> [Input records]:
Segment Open

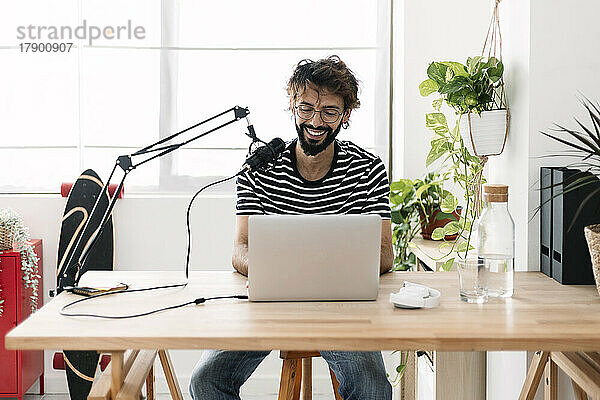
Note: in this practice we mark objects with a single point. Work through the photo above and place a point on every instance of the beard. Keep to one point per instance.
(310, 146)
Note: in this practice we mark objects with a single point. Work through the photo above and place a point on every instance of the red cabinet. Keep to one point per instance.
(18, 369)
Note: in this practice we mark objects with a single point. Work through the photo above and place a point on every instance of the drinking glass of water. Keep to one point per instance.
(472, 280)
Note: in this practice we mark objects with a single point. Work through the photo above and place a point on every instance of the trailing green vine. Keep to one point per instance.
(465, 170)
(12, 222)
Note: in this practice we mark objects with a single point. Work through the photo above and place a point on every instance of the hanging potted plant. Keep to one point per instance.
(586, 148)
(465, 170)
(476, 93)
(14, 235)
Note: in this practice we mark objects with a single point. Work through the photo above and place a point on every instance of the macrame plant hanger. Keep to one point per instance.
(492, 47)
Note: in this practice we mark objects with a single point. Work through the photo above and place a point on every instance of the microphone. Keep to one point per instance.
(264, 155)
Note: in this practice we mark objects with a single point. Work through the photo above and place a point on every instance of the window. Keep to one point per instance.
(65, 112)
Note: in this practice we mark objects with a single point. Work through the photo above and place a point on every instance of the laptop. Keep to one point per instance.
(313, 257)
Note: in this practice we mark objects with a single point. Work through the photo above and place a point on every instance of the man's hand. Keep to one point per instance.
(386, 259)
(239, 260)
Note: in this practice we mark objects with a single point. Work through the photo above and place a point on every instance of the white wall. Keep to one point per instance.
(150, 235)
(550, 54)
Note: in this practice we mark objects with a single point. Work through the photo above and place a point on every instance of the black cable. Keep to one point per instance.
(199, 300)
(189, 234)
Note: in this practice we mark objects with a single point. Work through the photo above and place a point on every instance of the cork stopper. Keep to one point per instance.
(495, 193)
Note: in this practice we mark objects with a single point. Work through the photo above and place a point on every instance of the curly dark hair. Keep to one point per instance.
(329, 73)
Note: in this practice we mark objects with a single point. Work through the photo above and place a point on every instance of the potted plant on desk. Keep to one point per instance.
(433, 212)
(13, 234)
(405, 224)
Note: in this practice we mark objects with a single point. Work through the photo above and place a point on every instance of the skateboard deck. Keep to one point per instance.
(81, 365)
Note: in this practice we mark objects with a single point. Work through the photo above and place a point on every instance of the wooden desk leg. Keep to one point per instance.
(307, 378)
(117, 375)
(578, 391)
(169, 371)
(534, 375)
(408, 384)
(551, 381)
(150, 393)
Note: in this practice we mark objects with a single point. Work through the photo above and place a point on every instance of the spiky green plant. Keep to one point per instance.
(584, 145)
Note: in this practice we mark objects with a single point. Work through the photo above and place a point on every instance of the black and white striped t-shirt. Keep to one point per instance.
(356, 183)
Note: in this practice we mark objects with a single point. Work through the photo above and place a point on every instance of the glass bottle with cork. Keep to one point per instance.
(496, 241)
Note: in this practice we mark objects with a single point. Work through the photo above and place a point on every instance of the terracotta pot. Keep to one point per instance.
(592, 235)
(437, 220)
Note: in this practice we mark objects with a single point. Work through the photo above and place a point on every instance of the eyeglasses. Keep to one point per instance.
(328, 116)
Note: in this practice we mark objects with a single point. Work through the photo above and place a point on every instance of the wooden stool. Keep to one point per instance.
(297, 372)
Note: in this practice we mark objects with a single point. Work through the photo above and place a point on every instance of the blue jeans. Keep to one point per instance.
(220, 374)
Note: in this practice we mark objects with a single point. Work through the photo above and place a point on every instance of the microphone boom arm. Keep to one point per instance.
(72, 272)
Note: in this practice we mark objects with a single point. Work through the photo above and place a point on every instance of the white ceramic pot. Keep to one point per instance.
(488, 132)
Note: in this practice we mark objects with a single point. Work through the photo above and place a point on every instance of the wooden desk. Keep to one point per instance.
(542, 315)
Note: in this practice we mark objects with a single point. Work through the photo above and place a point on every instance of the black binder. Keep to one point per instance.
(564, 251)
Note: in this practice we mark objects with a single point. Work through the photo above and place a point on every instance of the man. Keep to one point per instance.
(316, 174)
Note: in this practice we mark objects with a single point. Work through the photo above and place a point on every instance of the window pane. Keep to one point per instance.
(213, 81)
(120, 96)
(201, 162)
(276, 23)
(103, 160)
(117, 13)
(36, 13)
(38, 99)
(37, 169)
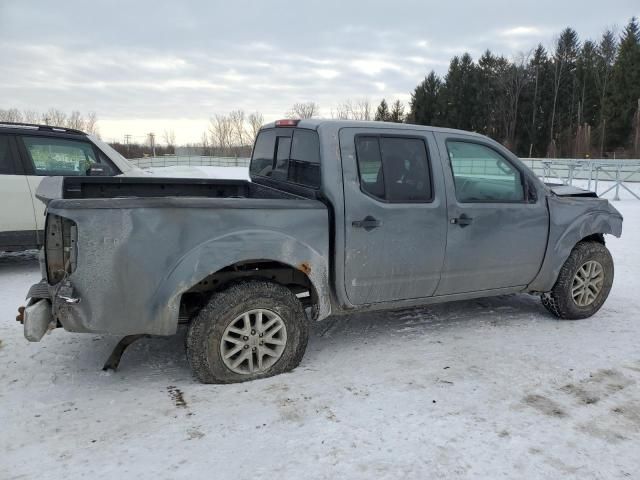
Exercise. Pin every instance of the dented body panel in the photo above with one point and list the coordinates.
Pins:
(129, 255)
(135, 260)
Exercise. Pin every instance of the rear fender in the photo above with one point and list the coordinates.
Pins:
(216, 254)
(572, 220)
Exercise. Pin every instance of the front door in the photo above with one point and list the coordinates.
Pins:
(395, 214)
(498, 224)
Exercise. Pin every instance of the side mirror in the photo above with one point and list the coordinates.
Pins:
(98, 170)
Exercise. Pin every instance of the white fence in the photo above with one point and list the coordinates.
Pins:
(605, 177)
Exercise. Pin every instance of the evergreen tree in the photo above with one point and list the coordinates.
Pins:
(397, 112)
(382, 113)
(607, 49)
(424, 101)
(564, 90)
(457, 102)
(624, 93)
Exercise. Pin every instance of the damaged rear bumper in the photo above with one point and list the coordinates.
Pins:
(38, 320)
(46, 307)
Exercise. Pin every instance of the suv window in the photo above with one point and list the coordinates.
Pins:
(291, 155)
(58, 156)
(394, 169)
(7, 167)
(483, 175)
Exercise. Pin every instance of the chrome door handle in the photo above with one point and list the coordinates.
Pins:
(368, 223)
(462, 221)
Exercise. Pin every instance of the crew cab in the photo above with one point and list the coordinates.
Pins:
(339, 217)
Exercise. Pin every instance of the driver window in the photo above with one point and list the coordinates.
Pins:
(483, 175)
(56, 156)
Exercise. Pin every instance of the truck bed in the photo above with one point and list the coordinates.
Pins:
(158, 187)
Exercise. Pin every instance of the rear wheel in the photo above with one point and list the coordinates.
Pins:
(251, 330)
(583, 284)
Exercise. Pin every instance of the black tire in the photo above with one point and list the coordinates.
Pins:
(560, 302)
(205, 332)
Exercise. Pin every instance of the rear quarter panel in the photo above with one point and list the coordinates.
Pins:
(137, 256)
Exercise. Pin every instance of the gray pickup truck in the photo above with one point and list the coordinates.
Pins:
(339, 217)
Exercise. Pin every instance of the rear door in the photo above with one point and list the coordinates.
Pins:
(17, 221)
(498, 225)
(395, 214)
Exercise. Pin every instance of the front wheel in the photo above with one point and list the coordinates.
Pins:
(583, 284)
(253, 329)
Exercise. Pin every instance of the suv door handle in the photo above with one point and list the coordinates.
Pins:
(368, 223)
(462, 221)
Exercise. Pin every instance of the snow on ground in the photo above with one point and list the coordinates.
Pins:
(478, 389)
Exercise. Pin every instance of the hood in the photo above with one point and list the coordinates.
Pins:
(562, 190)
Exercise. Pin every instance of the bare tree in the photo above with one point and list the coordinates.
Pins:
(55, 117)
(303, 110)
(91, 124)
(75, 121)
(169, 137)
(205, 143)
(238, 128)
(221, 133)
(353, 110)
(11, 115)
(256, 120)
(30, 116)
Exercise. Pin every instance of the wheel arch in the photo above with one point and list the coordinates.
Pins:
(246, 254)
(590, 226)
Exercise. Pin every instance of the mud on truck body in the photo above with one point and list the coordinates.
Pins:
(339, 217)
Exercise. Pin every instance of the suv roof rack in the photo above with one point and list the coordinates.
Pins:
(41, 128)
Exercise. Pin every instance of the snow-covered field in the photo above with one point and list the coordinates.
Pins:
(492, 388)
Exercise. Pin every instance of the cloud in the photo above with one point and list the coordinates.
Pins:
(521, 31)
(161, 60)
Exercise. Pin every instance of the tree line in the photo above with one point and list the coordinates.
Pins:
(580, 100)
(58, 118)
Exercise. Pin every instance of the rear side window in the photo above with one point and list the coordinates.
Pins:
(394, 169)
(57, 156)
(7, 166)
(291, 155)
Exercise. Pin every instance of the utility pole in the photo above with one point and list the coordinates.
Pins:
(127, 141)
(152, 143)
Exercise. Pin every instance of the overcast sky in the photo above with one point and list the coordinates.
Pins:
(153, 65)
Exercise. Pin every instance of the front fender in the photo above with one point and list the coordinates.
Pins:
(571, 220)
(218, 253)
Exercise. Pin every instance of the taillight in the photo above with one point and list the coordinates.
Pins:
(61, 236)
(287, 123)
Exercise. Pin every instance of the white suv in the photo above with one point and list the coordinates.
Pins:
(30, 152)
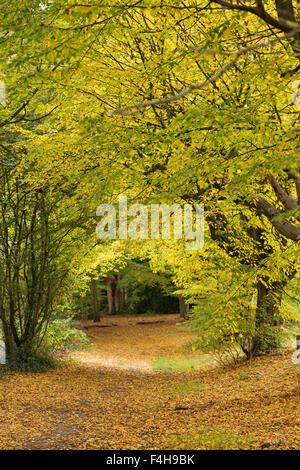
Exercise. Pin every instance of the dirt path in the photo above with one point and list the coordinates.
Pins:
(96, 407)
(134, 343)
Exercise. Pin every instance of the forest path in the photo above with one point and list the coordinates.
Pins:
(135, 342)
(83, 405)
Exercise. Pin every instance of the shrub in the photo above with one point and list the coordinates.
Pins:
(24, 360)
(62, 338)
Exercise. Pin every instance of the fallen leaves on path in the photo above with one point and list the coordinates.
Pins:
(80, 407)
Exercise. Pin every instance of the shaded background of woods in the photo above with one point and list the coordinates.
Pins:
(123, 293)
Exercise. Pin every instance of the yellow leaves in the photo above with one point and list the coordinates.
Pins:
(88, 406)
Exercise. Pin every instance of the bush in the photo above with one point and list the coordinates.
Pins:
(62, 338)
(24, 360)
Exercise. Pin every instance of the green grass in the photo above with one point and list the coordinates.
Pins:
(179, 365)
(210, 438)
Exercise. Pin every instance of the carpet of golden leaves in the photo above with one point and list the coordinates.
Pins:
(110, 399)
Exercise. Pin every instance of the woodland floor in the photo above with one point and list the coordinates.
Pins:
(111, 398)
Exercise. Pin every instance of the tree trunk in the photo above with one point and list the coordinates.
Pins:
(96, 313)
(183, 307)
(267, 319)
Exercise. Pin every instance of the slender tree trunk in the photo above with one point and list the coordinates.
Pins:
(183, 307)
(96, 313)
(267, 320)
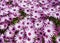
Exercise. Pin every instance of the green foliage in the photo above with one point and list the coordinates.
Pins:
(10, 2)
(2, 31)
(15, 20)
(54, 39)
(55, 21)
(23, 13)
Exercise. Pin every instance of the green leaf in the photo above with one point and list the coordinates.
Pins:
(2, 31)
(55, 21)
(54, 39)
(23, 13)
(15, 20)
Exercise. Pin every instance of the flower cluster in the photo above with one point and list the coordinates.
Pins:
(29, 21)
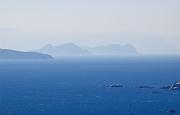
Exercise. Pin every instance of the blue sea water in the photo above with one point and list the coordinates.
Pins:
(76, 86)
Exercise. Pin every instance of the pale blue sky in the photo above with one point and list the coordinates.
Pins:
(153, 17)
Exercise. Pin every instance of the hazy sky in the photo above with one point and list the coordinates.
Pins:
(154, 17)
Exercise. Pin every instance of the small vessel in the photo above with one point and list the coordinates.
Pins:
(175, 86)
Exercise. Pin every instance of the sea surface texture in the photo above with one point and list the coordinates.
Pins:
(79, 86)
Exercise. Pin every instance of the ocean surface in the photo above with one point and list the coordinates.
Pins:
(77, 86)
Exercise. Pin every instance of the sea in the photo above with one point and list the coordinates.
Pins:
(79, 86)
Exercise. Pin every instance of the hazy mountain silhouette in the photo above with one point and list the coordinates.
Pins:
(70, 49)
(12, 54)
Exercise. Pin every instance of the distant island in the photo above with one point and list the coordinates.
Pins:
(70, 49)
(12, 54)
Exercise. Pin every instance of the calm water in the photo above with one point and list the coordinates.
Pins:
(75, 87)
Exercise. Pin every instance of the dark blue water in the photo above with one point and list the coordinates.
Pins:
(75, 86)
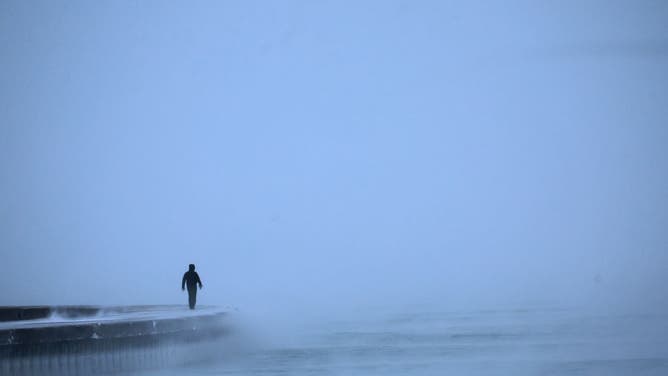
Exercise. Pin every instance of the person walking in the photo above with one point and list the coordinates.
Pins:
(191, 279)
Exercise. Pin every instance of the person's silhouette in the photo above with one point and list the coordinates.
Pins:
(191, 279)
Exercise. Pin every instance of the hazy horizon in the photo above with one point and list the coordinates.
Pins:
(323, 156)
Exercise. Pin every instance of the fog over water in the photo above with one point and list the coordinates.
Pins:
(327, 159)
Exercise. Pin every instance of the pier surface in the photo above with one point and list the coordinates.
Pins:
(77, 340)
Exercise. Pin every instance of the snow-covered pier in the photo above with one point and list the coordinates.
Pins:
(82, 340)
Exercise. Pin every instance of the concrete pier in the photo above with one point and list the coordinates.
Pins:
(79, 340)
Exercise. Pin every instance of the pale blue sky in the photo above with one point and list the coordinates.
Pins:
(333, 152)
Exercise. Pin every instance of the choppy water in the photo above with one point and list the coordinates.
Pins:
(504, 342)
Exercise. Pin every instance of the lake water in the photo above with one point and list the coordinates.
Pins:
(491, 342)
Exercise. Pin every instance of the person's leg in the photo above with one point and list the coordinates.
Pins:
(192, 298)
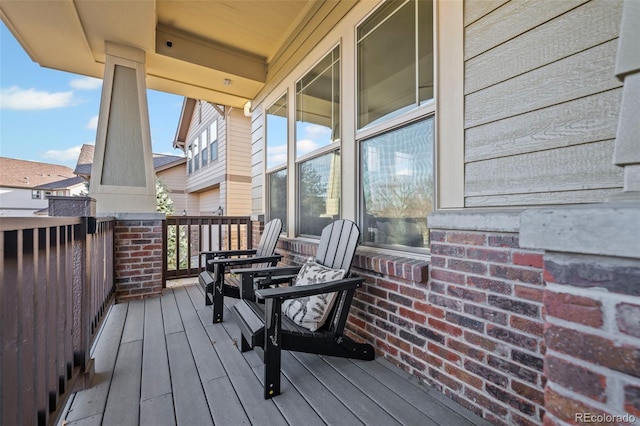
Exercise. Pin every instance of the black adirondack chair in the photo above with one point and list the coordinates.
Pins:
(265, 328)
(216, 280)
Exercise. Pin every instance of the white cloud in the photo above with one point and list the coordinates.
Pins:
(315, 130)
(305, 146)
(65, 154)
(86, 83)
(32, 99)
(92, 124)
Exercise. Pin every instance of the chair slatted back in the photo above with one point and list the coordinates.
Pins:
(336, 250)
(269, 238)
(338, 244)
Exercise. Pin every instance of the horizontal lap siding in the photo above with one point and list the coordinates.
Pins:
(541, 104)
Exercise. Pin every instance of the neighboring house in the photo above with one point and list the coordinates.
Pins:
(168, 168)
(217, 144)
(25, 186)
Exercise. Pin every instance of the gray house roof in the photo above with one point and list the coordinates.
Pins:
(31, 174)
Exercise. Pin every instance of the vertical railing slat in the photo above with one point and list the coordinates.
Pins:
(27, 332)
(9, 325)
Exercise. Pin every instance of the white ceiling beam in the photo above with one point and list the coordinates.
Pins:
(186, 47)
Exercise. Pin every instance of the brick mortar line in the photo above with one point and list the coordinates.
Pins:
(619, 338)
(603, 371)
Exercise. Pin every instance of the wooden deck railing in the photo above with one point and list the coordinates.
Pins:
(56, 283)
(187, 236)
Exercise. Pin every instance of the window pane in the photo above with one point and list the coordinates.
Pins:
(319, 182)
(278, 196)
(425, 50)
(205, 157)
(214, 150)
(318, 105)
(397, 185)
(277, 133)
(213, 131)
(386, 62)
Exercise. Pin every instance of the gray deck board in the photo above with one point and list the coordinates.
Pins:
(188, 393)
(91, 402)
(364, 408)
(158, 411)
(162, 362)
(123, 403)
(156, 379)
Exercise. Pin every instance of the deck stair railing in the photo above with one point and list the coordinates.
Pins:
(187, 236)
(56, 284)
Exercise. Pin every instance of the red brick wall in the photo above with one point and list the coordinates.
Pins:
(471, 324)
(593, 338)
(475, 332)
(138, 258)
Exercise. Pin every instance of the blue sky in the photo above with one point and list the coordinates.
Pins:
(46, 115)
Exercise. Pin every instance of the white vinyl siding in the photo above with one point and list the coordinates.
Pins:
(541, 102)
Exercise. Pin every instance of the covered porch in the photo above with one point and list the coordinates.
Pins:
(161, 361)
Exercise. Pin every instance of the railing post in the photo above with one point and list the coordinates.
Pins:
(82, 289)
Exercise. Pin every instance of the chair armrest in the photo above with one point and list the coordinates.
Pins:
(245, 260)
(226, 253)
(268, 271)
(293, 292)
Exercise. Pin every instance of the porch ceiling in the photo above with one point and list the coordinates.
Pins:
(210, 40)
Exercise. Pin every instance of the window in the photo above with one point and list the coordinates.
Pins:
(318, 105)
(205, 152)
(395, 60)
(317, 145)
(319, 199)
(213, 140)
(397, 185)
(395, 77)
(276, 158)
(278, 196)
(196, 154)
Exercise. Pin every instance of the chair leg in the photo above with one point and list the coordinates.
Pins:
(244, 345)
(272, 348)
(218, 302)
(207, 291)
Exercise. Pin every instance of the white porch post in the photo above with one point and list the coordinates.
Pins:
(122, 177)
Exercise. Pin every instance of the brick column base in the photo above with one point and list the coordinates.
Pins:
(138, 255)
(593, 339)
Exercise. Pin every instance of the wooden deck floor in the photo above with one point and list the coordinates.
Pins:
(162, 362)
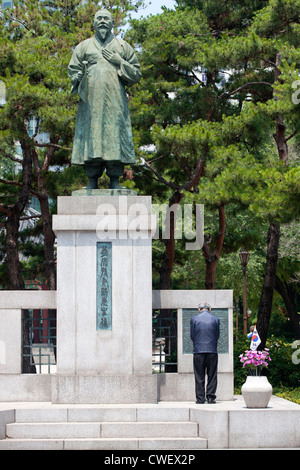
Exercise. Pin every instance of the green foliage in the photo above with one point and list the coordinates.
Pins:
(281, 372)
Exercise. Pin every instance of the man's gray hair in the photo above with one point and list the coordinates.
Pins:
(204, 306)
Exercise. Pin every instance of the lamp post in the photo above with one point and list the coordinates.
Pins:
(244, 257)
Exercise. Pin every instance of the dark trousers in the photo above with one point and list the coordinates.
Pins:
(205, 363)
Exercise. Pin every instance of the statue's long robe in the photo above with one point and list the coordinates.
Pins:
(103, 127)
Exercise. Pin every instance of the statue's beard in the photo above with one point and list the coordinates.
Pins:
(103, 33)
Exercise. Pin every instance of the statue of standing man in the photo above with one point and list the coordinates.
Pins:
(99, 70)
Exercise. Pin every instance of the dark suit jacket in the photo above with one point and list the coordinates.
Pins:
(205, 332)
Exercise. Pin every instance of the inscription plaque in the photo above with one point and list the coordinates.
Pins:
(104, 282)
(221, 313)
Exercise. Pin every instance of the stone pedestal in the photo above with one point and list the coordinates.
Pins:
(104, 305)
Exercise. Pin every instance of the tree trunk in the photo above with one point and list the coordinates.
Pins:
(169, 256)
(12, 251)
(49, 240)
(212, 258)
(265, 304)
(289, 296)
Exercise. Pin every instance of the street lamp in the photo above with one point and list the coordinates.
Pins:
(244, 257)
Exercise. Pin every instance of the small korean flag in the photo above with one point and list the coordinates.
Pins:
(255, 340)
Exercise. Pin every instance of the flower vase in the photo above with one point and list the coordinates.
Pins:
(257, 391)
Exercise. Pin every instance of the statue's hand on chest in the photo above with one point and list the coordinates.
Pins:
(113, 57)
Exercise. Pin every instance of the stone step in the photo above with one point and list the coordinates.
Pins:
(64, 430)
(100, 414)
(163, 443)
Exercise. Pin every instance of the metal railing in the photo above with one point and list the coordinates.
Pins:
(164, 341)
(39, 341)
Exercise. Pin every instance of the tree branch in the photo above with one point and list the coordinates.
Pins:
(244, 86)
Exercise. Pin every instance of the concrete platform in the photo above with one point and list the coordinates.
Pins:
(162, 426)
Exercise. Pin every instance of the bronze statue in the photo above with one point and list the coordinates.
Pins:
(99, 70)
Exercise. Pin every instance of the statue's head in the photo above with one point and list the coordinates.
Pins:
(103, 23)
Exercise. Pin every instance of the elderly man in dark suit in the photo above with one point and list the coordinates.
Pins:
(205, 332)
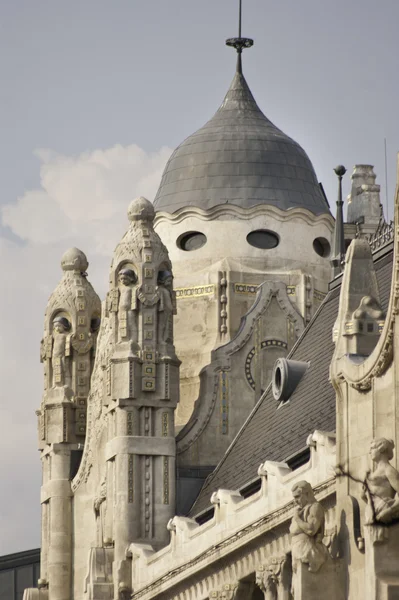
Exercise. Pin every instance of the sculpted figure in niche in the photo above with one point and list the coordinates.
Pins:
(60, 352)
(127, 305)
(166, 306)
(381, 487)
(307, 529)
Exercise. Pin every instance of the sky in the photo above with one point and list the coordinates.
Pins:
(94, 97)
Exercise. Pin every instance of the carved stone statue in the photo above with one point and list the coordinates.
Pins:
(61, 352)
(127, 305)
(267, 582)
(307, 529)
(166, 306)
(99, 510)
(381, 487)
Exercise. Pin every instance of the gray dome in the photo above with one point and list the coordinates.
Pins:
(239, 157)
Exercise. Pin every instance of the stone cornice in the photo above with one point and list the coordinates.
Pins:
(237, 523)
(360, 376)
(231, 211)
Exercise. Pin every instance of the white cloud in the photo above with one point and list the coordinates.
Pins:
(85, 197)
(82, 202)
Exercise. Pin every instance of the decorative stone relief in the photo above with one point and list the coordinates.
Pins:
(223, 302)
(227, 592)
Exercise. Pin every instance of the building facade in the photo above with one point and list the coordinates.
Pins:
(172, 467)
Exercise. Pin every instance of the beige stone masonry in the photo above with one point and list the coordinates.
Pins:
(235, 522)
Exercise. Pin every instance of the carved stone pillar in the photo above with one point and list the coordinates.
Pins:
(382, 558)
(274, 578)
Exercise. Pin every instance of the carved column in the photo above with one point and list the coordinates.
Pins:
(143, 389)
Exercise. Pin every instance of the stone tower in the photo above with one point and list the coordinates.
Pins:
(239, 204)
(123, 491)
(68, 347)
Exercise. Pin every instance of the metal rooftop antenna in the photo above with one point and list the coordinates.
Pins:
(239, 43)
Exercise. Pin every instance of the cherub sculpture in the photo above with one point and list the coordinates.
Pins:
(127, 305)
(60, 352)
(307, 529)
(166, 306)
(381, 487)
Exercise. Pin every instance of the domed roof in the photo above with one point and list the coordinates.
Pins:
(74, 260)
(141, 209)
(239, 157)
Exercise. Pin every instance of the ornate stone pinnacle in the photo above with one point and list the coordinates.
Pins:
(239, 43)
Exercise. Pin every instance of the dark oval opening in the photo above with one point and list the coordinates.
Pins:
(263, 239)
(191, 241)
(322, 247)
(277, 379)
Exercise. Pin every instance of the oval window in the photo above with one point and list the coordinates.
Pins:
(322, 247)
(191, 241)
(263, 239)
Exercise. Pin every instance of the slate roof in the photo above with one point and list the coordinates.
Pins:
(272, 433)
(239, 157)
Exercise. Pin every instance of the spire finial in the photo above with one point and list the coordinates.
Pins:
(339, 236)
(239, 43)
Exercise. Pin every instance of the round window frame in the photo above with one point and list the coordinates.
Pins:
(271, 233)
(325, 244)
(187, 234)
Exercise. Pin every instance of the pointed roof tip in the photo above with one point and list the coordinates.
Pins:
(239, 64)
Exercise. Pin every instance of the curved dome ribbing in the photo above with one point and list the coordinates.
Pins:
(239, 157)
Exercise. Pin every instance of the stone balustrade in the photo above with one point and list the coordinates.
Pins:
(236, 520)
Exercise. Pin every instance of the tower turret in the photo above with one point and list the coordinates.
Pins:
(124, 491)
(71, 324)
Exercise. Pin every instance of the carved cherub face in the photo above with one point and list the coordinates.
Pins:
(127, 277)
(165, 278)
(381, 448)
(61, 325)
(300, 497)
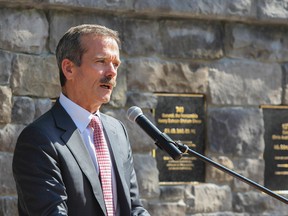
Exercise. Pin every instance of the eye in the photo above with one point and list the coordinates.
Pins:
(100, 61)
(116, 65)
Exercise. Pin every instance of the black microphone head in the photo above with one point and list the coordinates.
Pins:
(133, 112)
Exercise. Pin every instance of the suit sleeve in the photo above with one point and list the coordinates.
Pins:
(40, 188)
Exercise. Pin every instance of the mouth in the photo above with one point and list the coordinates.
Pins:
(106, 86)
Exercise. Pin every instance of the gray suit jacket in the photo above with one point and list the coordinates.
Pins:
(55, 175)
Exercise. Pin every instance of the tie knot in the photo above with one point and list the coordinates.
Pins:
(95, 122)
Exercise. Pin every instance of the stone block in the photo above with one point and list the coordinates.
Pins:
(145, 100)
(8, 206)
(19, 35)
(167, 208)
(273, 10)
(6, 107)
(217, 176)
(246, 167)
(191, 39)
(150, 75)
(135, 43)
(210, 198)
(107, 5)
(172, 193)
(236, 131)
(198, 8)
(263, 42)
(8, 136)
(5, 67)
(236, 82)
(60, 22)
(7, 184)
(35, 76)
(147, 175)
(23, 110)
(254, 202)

Segment Closed

Copy all lines above where "flower" is present.

Exercise. Pin every instance of the flower cluster in the photo above with one point and list the coordinates.
Exercise. Pin every instance of the flower vase in the photo above with one point and list the coordinates.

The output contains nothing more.